### REQUIRED TASKS
[A] Translate this sentence from the passage on chameleon color change into Spanish: "Helpfully, Melanophores are able to produce their own melanin."
[B] Resume the passage on chameleon color change after its final sentence.

### DOCUMENT SECTION
☆ ☆ ☆ ☆ ☆ ☆ ☆

Now, Iridophores are unable to reflect the longer wavelengths of light, so the longer wavelengths pass through the iridophore layer to the Melanophore layer. The shorter wavelengths, however, can be reflected at the top of the Iridophore layer. The chameleon can change the formation of the Iridophore layer which helps to reflect certain wavelengths of light. The layer is made up of mini plates, which can laterally disperse by sliding across, or gather in the same way. This affects the relative reflectance or the brightness of any rays that are reflected, which in turn, affect the perceived colour by the cones in the eyes.

The Melanophores can reflect the longer wavelengths of light that pass through the Iridophore layer. Similar to how chloroplasts contain the green pigment chlorophyll, Melanophores contain a pigment called Melanin. Melanin has many different sub-species which are the reason why the colour of the melanophores can change. The Melanin subspecies will have their own colour and the wavelengths that the melanophores will reflect and those which will be absorbed depends on which melanin sub-species are present and their relative concentrations. However, the predominant colours will range from yellow to red. Helpfully, Melanophores are able to produce their own melanin. This allows for faster colour change.

How does this system relate to the one in humans? Humans have their own melanophores but as you may or may not know, there are not many colour changing humans. This is since humans only have a maximum of 3 types of melanin that are Eumelanin, Neuromelanin and Pheomelanin. The first 2 are predominantly dark brown to black in colour and Pheomelanin can be between yellow and red. Naturally, it makes sense that Pheomelanin would be found in lips or in blonde – ginger hair. This would explain why sometimes ginger hair can fade into blonde hair and vice versa. However, Eumelanin is most found in the rest of the human body. Skin colour will be dependent on the concentration of Eumelanin in the Melanophores. More Eumelanin means a darker skin tone and vice versa. Some studies into the reason for different skin colours has shown that Eumelanin is responsible for acting as a protection against UV radiation from the sun. This data would imply that places with more UV radiation and therefore, more sunlight would have people with darker skin. This backs up general trends in skin colour around the world.

☆ ☆ ☆ ☆ ☆ ☆ ☆

### COLLECTED MATERIAL
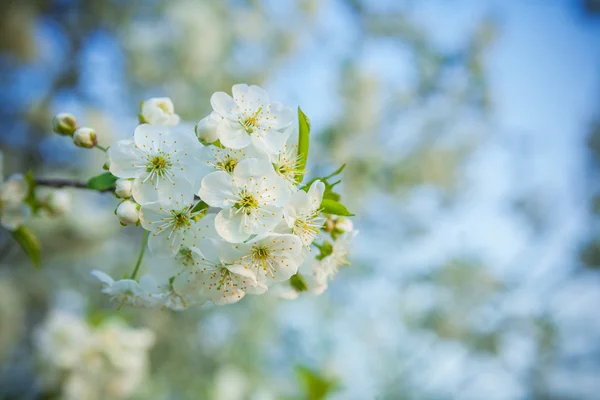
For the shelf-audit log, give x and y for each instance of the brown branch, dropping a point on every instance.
(61, 183)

☆ ☆ ☆ ☆ ☆ ☆ ☆

### ACTIVITY ANSWERS
[A] Convenientemente, los melanóforos son capaces de producir su propia melanina.

[B]
So, can people properly change skin colour, or not? Using logical reasoning, the only Melanin that human skin Melanophores can produce is Eumelanin and humans do not have Iridophores, so the answer to the question must be no; unfortunately, blue humans are not about to start roaming the earth.

Despite this, surely humans could change the colour of their skin from light to dark. The reason why this cannot happen is because change in base melanin concentration cannot be decreased naturally without a mutation in the DNA. However, the melanin concentration can increase temporarily and then decrease slowly until it reaches the original skin colour. This is a result of spending too much time in the sun or more commonly known as tanning. Tanning occurs to protect the body from UV light as mentioned above. However, after a while, skin exfoliation occurs, causing the excess melanin to be removed as pigmented cells are sloughed off.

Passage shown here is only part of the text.